◆ Records provided
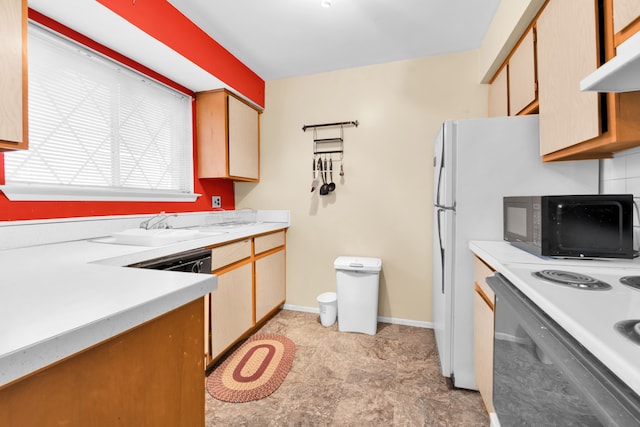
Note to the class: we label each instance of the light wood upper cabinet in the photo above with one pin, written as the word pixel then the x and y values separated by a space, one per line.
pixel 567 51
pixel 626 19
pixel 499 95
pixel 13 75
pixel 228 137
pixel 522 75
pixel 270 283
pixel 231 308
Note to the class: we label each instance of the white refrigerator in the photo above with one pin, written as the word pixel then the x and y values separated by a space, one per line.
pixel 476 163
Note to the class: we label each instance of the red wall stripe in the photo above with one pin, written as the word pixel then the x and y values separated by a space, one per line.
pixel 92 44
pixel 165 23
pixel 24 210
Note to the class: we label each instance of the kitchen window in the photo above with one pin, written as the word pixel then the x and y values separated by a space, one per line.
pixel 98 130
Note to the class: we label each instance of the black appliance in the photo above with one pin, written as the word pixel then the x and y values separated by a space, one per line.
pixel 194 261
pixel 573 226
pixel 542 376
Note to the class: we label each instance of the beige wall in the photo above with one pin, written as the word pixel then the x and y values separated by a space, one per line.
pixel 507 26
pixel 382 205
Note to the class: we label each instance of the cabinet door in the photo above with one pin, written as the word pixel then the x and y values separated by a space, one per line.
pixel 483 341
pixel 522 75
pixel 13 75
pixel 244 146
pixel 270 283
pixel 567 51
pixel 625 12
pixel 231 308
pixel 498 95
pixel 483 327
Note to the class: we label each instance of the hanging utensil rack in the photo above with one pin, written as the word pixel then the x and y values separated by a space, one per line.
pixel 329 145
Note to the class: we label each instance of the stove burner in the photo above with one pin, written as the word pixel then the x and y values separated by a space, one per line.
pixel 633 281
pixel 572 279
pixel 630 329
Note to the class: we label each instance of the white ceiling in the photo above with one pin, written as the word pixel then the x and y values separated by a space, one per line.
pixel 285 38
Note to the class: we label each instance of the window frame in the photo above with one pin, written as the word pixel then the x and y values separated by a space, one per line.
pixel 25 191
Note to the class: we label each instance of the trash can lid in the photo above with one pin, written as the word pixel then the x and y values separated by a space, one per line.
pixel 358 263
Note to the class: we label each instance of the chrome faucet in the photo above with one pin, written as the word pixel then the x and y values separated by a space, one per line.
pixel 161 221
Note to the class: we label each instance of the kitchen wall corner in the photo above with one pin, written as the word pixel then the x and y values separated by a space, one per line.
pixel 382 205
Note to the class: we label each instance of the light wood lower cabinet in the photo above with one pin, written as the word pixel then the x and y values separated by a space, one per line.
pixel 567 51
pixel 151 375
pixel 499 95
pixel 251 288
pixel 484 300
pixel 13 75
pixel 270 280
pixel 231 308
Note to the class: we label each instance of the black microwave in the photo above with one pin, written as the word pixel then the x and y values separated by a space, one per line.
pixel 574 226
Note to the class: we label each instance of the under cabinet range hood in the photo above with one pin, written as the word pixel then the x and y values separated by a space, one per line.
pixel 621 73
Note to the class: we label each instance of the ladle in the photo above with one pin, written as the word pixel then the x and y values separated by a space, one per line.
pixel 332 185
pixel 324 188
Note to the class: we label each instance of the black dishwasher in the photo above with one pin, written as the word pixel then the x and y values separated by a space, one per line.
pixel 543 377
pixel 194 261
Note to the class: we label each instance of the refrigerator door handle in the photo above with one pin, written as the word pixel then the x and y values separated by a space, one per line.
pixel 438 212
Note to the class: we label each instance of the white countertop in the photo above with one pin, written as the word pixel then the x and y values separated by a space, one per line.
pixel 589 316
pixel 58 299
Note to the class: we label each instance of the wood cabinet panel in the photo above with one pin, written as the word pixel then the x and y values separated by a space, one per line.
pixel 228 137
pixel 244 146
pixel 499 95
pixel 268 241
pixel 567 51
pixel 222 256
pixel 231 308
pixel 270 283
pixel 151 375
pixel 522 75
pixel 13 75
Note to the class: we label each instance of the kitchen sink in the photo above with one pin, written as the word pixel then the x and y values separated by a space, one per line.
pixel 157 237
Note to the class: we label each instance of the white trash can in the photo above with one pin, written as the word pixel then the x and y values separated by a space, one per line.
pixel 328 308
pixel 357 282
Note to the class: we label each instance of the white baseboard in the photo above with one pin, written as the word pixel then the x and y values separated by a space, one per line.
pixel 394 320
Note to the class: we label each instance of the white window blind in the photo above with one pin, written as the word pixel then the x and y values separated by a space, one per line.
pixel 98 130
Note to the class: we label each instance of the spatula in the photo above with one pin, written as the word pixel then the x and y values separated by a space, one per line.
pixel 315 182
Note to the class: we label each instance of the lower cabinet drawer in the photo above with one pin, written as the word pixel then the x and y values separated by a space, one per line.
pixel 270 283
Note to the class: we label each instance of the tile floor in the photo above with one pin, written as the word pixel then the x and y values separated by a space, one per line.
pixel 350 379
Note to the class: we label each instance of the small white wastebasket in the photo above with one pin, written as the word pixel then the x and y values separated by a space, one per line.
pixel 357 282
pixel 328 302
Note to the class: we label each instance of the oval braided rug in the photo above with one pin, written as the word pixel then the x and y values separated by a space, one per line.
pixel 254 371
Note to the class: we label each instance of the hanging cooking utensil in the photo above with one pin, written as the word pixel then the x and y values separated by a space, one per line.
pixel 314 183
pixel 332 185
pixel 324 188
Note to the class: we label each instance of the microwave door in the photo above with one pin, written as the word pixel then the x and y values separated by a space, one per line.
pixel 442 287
* * *
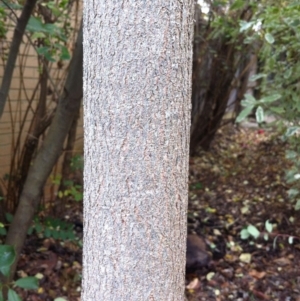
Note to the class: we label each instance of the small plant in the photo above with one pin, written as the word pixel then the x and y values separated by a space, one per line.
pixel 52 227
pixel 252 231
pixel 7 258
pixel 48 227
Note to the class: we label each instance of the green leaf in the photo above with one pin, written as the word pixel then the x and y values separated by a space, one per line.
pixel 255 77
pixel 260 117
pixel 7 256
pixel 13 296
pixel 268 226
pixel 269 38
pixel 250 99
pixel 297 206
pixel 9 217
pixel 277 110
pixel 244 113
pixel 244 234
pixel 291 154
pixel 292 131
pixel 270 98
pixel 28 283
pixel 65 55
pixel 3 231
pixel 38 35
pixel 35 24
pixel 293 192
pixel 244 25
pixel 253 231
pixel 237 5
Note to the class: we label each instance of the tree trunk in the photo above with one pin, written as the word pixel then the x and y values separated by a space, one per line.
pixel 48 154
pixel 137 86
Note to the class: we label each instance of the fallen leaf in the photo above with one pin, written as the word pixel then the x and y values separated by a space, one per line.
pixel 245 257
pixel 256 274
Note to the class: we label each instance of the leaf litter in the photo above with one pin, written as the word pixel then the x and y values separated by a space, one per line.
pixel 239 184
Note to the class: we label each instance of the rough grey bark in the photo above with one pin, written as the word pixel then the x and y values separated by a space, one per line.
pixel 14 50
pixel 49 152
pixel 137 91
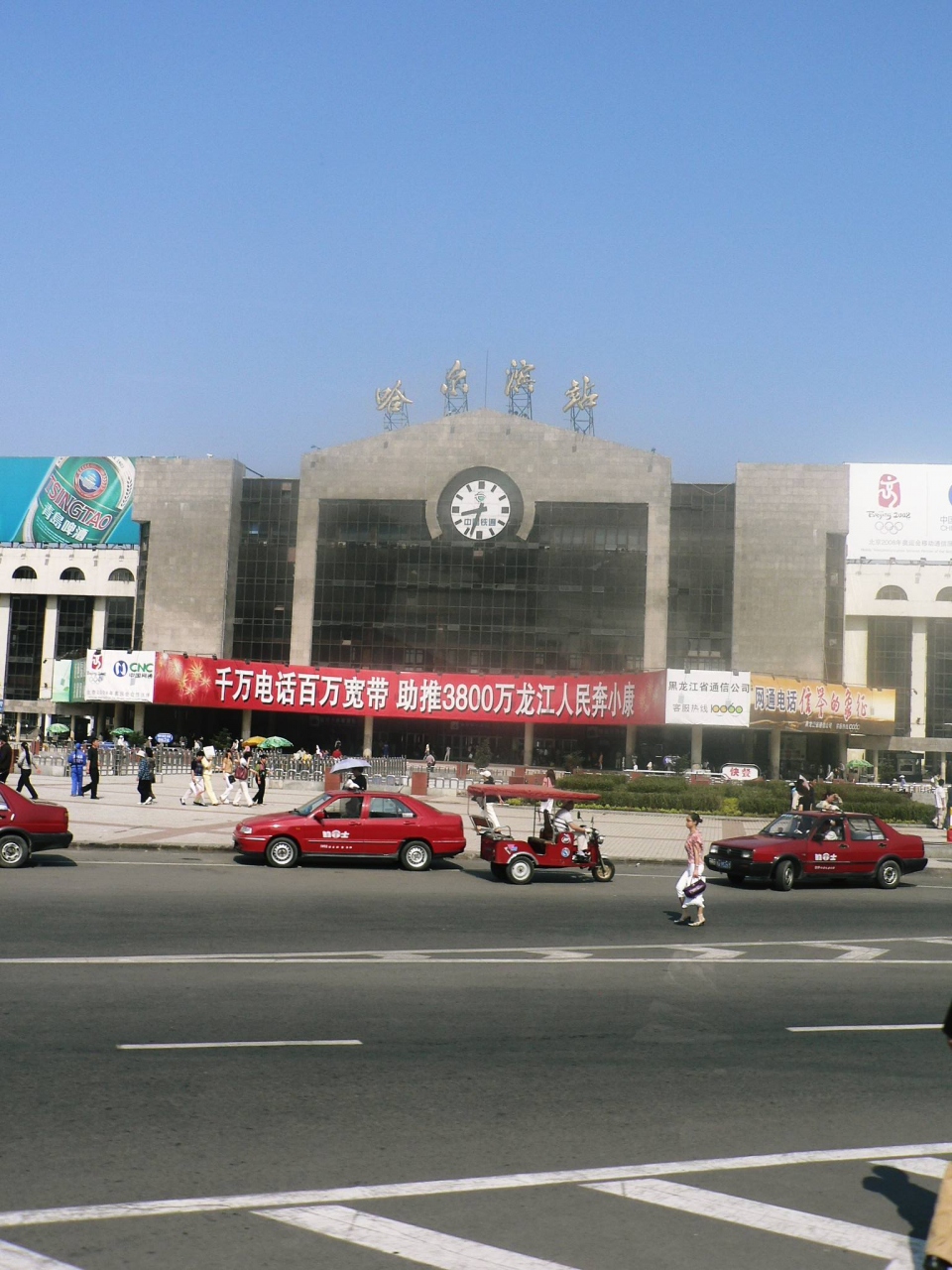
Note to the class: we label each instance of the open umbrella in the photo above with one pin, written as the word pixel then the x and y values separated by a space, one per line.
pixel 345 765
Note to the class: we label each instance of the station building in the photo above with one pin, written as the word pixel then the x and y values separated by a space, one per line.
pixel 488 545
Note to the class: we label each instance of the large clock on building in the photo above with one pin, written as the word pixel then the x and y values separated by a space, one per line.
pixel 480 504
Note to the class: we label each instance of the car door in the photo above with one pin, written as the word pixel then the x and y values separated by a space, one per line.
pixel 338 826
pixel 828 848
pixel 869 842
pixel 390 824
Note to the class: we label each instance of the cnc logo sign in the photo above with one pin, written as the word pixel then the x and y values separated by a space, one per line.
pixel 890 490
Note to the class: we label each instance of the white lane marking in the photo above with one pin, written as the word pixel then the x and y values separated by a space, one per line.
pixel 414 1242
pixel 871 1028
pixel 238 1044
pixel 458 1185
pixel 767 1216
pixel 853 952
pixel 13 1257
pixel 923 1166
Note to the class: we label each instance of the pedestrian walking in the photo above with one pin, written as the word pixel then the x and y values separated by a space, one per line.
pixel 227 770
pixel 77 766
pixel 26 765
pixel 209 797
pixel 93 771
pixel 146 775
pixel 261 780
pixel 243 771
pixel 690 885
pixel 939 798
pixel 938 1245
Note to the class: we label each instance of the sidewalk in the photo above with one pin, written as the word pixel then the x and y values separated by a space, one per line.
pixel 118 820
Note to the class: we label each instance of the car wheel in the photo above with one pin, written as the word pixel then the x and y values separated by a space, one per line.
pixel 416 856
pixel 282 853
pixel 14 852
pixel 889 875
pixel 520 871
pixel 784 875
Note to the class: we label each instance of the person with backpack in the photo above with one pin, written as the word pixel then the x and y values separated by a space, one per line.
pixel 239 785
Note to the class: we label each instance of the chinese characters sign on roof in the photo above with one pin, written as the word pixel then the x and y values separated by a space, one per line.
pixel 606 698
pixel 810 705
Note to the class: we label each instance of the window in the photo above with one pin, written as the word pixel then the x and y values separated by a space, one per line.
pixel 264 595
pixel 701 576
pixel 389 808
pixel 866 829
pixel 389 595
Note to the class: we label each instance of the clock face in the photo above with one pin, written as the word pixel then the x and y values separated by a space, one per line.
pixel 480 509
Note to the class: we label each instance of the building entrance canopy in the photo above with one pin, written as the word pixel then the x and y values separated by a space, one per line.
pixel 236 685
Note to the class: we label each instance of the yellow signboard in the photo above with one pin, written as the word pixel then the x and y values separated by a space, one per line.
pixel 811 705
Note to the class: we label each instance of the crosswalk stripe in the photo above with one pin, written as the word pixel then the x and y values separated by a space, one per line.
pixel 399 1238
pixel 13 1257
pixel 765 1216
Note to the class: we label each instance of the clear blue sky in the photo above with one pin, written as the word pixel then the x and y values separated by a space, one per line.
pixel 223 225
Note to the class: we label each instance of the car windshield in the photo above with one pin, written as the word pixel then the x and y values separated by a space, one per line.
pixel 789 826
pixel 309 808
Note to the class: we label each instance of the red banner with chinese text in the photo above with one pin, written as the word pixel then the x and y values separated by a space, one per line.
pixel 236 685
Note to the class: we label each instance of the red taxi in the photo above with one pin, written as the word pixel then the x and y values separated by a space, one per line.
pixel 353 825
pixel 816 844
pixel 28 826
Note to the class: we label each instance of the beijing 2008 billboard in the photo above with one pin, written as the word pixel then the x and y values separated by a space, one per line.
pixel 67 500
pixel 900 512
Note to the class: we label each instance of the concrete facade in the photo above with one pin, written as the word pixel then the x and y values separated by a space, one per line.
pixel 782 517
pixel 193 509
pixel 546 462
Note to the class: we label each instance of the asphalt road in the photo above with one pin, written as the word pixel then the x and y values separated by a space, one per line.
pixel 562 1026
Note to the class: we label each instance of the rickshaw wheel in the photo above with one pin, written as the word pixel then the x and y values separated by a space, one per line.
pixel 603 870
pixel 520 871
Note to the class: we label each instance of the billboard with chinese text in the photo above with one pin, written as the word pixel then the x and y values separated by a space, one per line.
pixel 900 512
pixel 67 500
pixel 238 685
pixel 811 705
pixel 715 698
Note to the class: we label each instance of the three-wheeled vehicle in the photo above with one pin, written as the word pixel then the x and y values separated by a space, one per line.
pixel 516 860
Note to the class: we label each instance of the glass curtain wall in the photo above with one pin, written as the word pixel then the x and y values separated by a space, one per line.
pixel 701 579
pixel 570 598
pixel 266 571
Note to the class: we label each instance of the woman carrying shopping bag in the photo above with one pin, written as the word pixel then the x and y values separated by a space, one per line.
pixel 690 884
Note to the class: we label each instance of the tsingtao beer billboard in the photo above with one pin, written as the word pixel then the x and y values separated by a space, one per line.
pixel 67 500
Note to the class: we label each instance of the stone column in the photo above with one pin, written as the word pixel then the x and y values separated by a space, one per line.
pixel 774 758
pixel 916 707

◆ Instruction
In the material above, copy the stretch from the line containing "the small plant" through the line containing "pixel 48 227", replacing "small plant" with "potted plant" and leaving everything else unchanged.

◆ Result for this task
Note to the class: we label each instance of the potted plant in the photo above with one pin, written as the word pixel then the x and y values separated by a space, one per line.
pixel 52 227
pixel 252 231
pixel 7 258
pixel 48 227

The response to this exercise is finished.